Source records ->
§

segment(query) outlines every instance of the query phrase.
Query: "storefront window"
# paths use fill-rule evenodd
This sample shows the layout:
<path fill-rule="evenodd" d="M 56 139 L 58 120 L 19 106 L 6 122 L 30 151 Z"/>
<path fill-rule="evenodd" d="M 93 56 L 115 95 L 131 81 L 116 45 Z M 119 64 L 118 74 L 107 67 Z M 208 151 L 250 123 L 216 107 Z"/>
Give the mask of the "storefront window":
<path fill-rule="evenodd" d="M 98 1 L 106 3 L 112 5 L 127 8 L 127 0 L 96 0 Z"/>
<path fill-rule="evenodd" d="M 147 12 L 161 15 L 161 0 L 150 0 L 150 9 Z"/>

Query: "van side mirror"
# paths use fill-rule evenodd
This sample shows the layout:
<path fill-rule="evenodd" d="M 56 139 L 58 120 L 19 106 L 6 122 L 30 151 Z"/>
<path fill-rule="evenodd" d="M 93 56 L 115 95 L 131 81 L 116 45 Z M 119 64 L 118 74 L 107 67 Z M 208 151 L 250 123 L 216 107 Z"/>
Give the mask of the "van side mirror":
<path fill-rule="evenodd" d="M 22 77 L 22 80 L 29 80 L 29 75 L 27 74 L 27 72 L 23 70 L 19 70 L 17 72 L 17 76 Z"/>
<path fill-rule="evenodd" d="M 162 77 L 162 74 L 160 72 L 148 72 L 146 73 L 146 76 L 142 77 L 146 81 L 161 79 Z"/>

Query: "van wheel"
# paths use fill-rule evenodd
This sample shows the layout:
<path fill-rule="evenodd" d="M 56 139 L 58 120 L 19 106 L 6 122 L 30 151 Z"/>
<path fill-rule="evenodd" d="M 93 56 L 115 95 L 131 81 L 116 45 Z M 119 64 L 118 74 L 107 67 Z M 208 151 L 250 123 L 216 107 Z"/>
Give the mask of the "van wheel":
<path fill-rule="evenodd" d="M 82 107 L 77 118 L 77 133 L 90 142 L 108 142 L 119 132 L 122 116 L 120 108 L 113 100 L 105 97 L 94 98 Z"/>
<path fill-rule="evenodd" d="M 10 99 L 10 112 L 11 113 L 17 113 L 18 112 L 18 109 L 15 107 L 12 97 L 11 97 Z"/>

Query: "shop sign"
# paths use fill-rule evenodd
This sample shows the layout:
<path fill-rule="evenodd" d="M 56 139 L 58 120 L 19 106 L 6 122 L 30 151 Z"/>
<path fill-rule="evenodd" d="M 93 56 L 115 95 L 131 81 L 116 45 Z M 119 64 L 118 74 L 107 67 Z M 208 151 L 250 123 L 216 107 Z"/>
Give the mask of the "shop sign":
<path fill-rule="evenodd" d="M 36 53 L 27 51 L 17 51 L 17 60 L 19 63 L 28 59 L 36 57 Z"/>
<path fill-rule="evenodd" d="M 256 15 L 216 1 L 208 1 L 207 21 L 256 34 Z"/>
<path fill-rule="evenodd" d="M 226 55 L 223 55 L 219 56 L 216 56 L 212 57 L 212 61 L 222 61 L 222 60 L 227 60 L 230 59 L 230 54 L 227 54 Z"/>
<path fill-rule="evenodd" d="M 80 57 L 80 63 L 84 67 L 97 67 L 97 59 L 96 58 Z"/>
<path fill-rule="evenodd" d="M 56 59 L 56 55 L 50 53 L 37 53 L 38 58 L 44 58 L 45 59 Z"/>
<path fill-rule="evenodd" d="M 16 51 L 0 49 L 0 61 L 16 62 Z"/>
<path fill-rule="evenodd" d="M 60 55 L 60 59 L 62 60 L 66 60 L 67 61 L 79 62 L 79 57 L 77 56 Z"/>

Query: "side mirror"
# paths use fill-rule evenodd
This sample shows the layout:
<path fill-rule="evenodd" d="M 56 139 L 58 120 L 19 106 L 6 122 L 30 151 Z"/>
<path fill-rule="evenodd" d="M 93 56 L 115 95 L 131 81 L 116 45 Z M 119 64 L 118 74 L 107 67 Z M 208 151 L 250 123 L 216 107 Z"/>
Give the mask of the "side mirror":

§

Work required -> Copy out all of the material above word for word, without changing a single character.

Complete output ->
segment(query) outlines every instance of the query phrase.
Query: "storefront window"
# paths use fill-rule evenodd
This sample shows the layout:
<path fill-rule="evenodd" d="M 56 139 L 58 120 L 19 106 L 6 122 L 30 151 Z"/>
<path fill-rule="evenodd" d="M 93 56 L 115 95 L 131 81 L 116 45 Z M 119 64 L 118 74 L 107 67 Z M 208 151 L 250 123 L 216 107 Z"/>
Give the mask of the "storefront window":
<path fill-rule="evenodd" d="M 98 1 L 106 3 L 112 5 L 127 8 L 127 0 L 96 0 Z"/>
<path fill-rule="evenodd" d="M 147 12 L 161 15 L 161 0 L 150 0 L 150 9 Z"/>

Query: "van side mirror"
# paths use fill-rule evenodd
This sample shows the layout:
<path fill-rule="evenodd" d="M 56 139 L 58 120 L 19 106 L 6 122 L 30 151 Z"/>
<path fill-rule="evenodd" d="M 93 56 L 115 95 L 131 81 L 116 45 Z M 119 64 L 118 74 L 107 67 Z M 208 151 L 250 123 L 216 107 Z"/>
Give the mask of the "van side mirror":
<path fill-rule="evenodd" d="M 22 77 L 22 80 L 29 80 L 29 75 L 27 74 L 27 72 L 23 70 L 19 70 L 17 72 L 17 76 Z"/>
<path fill-rule="evenodd" d="M 162 77 L 162 74 L 160 72 L 148 72 L 146 73 L 146 76 L 142 77 L 146 81 L 161 79 Z"/>

Query: "van wheel"
# paths use fill-rule evenodd
This sample shows the layout:
<path fill-rule="evenodd" d="M 56 139 L 58 120 L 19 106 L 6 122 L 30 151 Z"/>
<path fill-rule="evenodd" d="M 93 56 L 115 95 L 131 81 L 116 45 Z M 119 64 L 118 74 L 107 67 Z M 208 151 L 250 123 L 216 107 Z"/>
Give the mask of the "van wheel":
<path fill-rule="evenodd" d="M 82 107 L 77 118 L 77 133 L 90 142 L 108 142 L 119 132 L 122 116 L 120 108 L 113 100 L 105 97 L 94 98 Z"/>
<path fill-rule="evenodd" d="M 10 99 L 10 112 L 11 113 L 17 113 L 18 112 L 18 109 L 15 107 L 12 97 L 11 97 Z"/>

Query: "shop sign"
# paths use fill-rule evenodd
This sample shows the layout:
<path fill-rule="evenodd" d="M 56 139 L 58 120 L 19 106 L 6 122 L 30 151 Z"/>
<path fill-rule="evenodd" d="M 93 56 L 115 95 L 131 81 L 116 45 Z M 119 64 L 118 74 L 107 67 Z M 208 151 L 250 123 L 216 107 Z"/>
Give the mask of the "shop sign":
<path fill-rule="evenodd" d="M 36 53 L 27 51 L 17 51 L 17 60 L 19 63 L 28 59 L 36 57 Z"/>
<path fill-rule="evenodd" d="M 256 15 L 216 1 L 208 1 L 207 21 L 256 34 Z"/>
<path fill-rule="evenodd" d="M 226 55 L 223 55 L 219 56 L 216 56 L 212 57 L 212 61 L 222 61 L 222 60 L 227 60 L 230 59 L 230 54 L 227 54 Z"/>
<path fill-rule="evenodd" d="M 80 57 L 80 63 L 84 67 L 97 67 L 97 59 L 96 58 Z"/>
<path fill-rule="evenodd" d="M 56 59 L 56 55 L 50 53 L 37 53 L 38 58 L 44 58 L 45 59 Z"/>
<path fill-rule="evenodd" d="M 16 51 L 0 49 L 0 61 L 16 62 Z"/>
<path fill-rule="evenodd" d="M 60 55 L 60 59 L 62 60 L 66 60 L 67 61 L 79 62 L 79 57 L 77 56 Z"/>

Query: "side mirror"
# paths use fill-rule evenodd
This sample shows the layout:
<path fill-rule="evenodd" d="M 56 139 L 58 120 L 19 106 L 6 122 L 30 151 Z"/>
<path fill-rule="evenodd" d="M 93 56 L 115 95 L 131 81 L 116 45 Z M 119 64 L 118 74 L 107 67 Z M 208 151 L 250 123 L 216 107 Z"/>
Give the mask of the "side mirror":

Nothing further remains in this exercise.